■ 取り組む課題 ■
- 1) トランプ政権についての文章と照らし、次の(a)〜(c)が文章の内容と合うかどうかをそれぞれ「はい」か「いいえ」で答え、判断の決め手となる文章中の語句をそのまま引用せよ。(a) トランプ政権の閣僚には伝統的な共和党支持者も含まれている。(b) トランプが選んだメンバーは、もともと彼の下で働く必然性があった人ばかりである。(c) トランプ政権の経済政策の基本方針は三本柱である。
- 2) トランプ政権についての文章の最後の文に続く部分を書け。

■ 分析対象の文章 ■
◆ ◆ ◆ ◆ ◆ ◆ ◆

減税政策と規制緩和で経済が成長する

とはいえ、多くの人々はトランプをまだよく知らないため、新たなアメリカの指導者が今後、具体的にどんなことを実行していくかに関心があるだろう。

現在、トランプ政権の閣僚が発表されつつあるが、そのメンバーのなかには伝統的な共和党支持者、金本位制・政府支出削減・減税政策を支持する人たちも多く存在しており、非常に健全な人事が行われていると言える。

トランプが選んだメンバーの中には、もともと彼の下で働く必然性がない人も多い。たとえばそれは、過去20年間にトランプのために働いたことがない人たちであり、トランプ個人の特別な友人ではない人たちのことだ。その結果として、トランプは政府を動かすための方法を熟知した有能な人物や、彼のビジョンを共有する人物を内閣に登用することに成功している。それらの人事は、私にも多くのアメリカ市民の目にも非常に現実的なものに見える。

トランプ政権の経済政策は、アメリカにとてつもない経済成長をもたらすことになるだろう。基本方針は「減税政策」と「規制緩和」という極めて明瞭な2本柱だ。

◆ ◆ ◆ ◆ ◆ ◆ ◆

収集データ
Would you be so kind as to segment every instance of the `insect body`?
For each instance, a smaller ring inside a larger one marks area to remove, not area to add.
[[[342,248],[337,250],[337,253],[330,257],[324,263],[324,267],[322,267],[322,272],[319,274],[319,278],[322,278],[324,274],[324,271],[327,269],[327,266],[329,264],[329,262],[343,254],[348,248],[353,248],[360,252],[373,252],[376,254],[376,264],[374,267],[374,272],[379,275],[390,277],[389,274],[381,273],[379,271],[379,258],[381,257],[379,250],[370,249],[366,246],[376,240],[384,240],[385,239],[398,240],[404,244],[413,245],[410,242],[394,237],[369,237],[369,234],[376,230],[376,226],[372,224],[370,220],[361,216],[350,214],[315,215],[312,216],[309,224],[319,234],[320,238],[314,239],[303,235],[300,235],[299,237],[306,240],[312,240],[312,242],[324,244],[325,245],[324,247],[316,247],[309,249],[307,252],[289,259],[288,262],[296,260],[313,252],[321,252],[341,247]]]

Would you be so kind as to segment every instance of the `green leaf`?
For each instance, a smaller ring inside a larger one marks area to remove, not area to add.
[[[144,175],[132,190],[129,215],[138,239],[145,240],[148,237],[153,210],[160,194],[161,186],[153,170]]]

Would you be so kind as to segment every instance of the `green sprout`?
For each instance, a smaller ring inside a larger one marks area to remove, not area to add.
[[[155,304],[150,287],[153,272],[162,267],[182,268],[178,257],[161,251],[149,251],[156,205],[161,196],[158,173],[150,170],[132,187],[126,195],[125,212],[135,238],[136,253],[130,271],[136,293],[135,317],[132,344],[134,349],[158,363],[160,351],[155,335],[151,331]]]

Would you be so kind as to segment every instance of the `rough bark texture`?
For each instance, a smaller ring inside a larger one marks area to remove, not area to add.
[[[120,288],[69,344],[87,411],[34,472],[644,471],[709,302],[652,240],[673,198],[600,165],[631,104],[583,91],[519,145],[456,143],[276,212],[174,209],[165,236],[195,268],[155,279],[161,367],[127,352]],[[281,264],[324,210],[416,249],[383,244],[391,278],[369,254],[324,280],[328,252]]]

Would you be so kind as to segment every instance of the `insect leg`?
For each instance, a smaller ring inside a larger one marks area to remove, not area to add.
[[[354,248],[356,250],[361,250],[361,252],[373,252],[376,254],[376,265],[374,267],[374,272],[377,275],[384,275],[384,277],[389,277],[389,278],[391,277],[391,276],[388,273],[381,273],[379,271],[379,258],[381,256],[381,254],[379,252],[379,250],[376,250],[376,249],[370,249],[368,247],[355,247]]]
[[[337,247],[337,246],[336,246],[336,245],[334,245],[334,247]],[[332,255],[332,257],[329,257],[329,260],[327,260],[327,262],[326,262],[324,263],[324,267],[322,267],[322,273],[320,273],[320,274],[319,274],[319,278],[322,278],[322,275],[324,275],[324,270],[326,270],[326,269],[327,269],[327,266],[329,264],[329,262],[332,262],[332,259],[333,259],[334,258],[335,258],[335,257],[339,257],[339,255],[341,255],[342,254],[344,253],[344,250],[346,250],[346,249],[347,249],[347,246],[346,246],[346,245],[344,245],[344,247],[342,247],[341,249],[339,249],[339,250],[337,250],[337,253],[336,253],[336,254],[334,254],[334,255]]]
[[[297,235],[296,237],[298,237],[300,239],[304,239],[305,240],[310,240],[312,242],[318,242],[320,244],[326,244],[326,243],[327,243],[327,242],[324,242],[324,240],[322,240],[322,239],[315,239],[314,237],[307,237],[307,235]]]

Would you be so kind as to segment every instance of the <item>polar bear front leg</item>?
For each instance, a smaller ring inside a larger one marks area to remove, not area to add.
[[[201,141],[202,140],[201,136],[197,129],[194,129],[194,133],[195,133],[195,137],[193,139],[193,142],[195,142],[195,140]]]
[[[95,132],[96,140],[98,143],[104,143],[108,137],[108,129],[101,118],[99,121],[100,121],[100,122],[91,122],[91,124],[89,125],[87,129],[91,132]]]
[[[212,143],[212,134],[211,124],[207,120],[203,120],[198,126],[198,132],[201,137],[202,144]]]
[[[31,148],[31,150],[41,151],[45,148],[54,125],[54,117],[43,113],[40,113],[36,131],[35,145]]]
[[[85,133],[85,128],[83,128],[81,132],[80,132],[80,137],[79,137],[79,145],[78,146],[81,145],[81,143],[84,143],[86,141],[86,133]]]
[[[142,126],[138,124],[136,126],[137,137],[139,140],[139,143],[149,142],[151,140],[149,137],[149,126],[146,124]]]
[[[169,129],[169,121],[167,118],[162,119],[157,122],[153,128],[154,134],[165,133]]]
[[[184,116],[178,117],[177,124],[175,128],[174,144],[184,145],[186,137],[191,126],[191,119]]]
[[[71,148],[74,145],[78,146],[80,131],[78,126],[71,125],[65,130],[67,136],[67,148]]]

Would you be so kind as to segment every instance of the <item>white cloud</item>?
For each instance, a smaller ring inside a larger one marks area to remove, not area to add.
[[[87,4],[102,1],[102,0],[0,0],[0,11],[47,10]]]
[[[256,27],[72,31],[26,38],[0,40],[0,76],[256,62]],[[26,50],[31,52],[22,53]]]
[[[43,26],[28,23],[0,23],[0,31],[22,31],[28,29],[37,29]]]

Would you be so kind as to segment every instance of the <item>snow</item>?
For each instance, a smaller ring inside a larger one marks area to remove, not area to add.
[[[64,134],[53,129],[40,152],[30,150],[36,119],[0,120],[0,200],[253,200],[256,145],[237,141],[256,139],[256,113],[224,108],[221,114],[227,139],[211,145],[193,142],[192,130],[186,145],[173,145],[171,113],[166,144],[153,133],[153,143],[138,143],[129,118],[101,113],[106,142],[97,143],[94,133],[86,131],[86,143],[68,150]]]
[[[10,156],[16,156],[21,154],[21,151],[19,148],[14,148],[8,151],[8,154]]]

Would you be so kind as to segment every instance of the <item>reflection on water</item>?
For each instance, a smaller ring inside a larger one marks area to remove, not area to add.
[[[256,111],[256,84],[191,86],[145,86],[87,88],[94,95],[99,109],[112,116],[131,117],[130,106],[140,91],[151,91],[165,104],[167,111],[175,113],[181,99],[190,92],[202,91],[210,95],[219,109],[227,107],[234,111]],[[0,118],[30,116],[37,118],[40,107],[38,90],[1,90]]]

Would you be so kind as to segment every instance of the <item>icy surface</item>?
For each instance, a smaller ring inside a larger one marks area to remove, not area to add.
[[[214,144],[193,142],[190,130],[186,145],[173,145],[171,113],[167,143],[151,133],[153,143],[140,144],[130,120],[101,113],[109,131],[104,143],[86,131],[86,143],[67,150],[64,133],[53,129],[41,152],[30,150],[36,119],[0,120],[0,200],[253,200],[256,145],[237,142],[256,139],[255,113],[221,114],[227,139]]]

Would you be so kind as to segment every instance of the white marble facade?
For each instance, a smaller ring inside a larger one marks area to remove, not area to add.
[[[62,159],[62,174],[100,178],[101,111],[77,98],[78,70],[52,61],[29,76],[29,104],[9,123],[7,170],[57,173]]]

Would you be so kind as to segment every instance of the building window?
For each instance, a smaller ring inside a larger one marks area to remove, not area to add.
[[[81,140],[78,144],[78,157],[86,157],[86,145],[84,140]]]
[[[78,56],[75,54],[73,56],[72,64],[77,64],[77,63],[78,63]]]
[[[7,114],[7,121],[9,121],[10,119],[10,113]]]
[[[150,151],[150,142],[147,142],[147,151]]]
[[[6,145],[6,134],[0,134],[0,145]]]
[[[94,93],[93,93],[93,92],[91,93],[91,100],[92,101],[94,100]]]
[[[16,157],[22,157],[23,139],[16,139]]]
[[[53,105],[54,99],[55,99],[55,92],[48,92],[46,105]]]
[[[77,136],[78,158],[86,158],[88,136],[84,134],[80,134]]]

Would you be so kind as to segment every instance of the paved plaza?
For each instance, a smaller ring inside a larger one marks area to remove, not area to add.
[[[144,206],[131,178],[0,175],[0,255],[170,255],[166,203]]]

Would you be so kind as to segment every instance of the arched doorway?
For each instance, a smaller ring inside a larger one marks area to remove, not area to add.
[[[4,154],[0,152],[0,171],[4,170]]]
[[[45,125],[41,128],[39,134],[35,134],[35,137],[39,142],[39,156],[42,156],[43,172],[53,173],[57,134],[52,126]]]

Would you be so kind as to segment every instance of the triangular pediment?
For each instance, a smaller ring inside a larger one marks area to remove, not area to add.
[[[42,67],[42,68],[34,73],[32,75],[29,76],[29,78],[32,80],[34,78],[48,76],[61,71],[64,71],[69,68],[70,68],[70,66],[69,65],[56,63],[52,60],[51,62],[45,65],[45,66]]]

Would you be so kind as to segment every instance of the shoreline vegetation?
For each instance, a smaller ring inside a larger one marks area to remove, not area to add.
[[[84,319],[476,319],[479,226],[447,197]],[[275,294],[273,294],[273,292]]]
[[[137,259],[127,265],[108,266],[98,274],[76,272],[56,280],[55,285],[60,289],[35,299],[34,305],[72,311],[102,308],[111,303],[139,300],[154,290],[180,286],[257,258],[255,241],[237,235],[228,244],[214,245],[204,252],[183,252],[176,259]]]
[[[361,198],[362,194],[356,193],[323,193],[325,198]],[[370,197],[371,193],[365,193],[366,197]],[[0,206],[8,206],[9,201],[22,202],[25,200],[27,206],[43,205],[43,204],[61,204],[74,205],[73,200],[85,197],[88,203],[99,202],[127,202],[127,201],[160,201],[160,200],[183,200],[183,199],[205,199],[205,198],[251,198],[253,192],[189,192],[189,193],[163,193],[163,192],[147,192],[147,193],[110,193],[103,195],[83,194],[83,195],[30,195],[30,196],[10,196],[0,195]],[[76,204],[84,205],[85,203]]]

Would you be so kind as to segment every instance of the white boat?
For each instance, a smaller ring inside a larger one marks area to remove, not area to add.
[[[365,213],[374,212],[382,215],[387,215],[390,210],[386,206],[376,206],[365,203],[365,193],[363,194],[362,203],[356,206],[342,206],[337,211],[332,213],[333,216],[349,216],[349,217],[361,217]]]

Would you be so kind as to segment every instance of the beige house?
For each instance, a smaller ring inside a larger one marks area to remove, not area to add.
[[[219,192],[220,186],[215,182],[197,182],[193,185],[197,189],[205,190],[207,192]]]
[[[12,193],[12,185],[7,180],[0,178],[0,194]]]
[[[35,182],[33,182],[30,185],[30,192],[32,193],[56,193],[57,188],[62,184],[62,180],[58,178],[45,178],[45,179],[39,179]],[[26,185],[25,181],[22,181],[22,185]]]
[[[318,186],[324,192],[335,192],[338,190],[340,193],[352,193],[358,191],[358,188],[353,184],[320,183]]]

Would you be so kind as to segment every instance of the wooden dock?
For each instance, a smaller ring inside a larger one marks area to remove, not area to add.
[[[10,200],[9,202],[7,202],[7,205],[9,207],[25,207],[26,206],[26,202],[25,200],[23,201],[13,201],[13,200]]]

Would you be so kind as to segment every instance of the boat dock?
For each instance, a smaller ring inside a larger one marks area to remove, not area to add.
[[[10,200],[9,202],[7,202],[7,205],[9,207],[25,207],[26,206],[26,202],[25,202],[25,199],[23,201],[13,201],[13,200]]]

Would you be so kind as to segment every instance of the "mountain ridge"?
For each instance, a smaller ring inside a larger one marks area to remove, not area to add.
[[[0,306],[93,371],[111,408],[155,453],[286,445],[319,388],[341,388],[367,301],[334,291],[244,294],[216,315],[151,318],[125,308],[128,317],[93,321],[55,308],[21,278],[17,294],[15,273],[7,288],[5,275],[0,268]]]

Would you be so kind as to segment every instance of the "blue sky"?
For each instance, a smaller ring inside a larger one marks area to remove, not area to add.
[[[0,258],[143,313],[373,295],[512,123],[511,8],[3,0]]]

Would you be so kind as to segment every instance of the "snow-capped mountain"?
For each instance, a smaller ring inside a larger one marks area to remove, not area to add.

◆ ◆ ◆ ◆ ◆ ◆ ◆

■ 課題別の解答 ■
- 1)
(a) はい。「そのメンバーのなかには伝統的な共和党支持者、金本位制・政府支出削減・減税政策を支持する人たちも多く存在しており」
(b) いいえ。「トランプが選んだメンバーの中には、もともと彼の下で働く必然性がない人も多い」
(c) いいえ。「基本方針は「減税政策」と「規制緩和」という極めて明瞭な2本柱だ」

- 2)
トランプはこれまで、減税政策について共和党の上下両院と非常に近い提案を行ってきた。そのためこれは、両者に共通する政策だと考えていい。今回の選挙によって上下両院のねじれが解消されたことを踏まえれば、減税に関する政策は6カ月以内にスムーズに承認されていくだろう。詳細を見ると、法人税の35%を15%まで引き下げることが明言されており、これは共和党下院の提案の20%よりも低いアグレッシブなものだ。最終的な法人税率は、両者の妥協案として15~20%引き下げられることになるだろう。法人税率の引き下げは、近年低下していた機械・自動車・コンピュータなどへの米国企業の新たな投資の促進に繋がる。また、すでに諸外国が採用している領土制課税(Territorial Tax System)に移行する点も評価に値する。これは、海外は課税対象外で国内のみ、というものだ。

2つめの柱は規制緩和である。それによって、石油・天然ガス・鉱物の採取に関するエネルギー産業は次の4年間でもっとも大きく成長する産業になるだろう。トランプは液化天然ガス・鉱物資源・新たなパイプライン建設等の許可プロセスの加速化を呼びかけている。これは、連邦政府が所有している土地における石油生産総量が減少しているのに対し、州政府が保有する土地や私有地では、新技術のおかげで地中深くにある石油や天然ガスを抽出することが可能になり、生産量が急激に増加しているからだ。仮にトランプが連邦政府の所有地におけるさらなる天然ガス事業の発展を許可した場合、アメリカのエネルギー生産は急激に増加するだろう。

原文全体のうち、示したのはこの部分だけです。